#### GIVEN REQUEST
Which lines in the records below contain the word "Target"? Extract each of them in full; case counts.

--- Begin AVAILABLE DATA ---

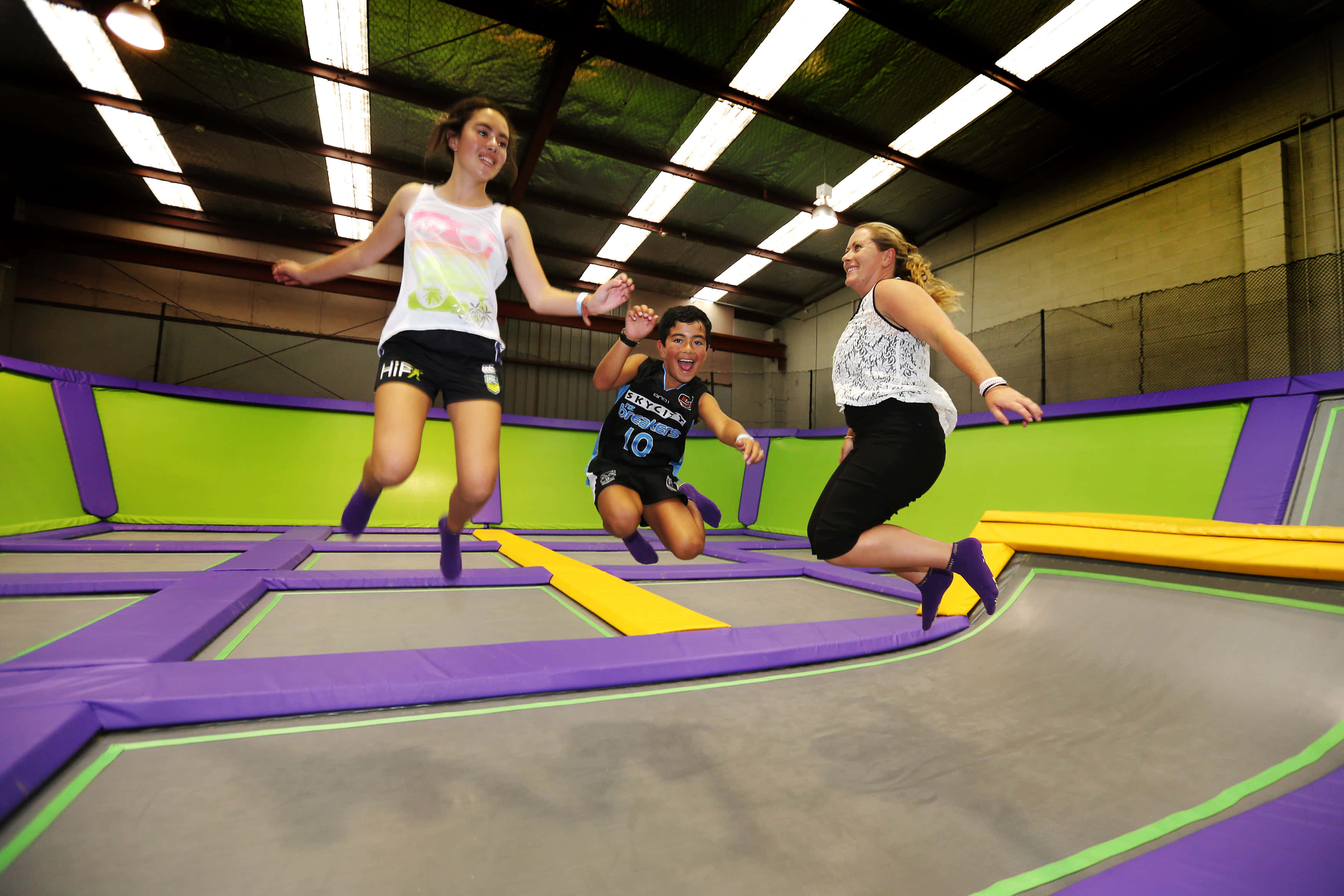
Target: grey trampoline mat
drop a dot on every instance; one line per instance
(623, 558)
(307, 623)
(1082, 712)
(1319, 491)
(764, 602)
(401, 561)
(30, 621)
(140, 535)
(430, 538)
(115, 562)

--- End AVAILABLE DATA ---
--- Begin AVAILABLE DATA ---

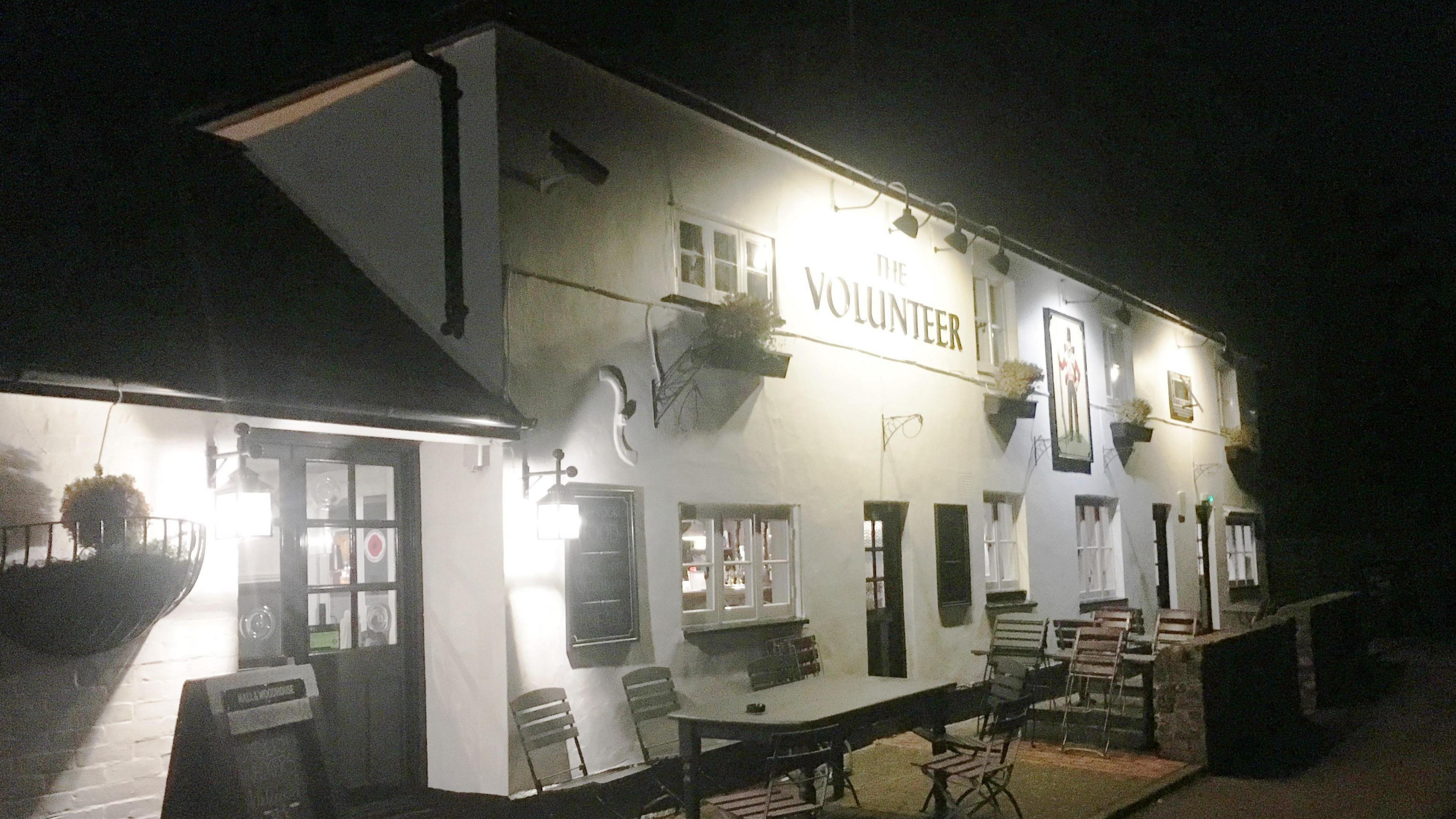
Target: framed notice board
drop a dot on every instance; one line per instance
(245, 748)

--- End AVAILABLE DATA ---

#### RESPONSE
Target: grey trampoline mat
Target: framed notice board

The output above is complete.